> _Work instructions_: Your job is to retype all of the data word for word, leaving every image out.

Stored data
═══
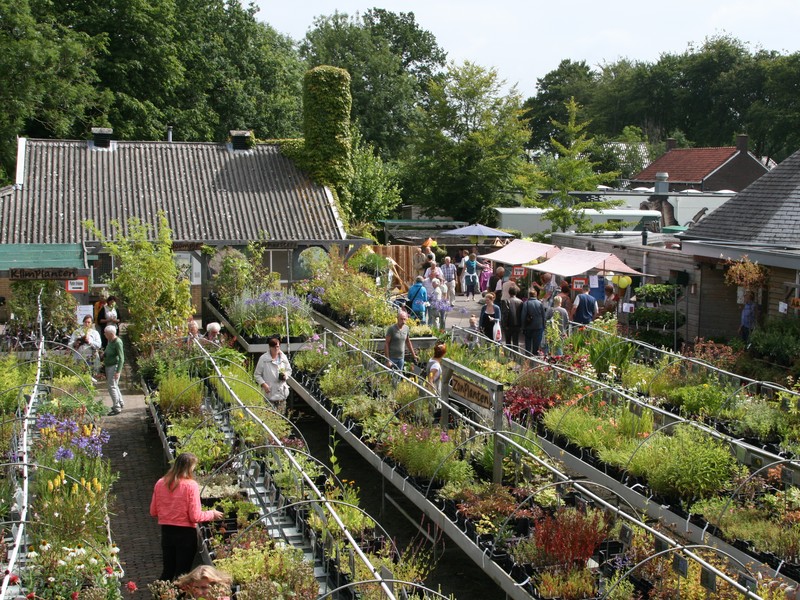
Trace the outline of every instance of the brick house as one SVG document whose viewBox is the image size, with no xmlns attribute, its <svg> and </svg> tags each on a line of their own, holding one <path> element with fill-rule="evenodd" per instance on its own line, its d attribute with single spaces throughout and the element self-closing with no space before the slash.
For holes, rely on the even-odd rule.
<svg viewBox="0 0 800 600">
<path fill-rule="evenodd" d="M 676 148 L 667 140 L 667 151 L 630 180 L 630 187 L 654 187 L 657 174 L 666 173 L 669 191 L 694 189 L 702 192 L 739 192 L 769 172 L 747 149 L 748 136 L 736 136 L 736 146 L 721 148 Z"/>
</svg>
═══
> _Response area_:
Trace the outline of every instance of the brick house as one SVG document whose viewBox is the image size, with no xmlns attribute, its <svg> and </svg> tags each on a line of their own, holding one <path> element with fill-rule="evenodd" per instance on its own line, its d attribute with single spaces throughout and the element self-closing with no space before the slash.
For holes, rely on the even-odd rule.
<svg viewBox="0 0 800 600">
<path fill-rule="evenodd" d="M 676 148 L 667 140 L 667 151 L 630 180 L 630 187 L 654 187 L 657 174 L 666 173 L 669 191 L 694 189 L 702 192 L 739 192 L 769 172 L 747 149 L 748 136 L 736 136 L 736 146 L 721 148 Z"/>
</svg>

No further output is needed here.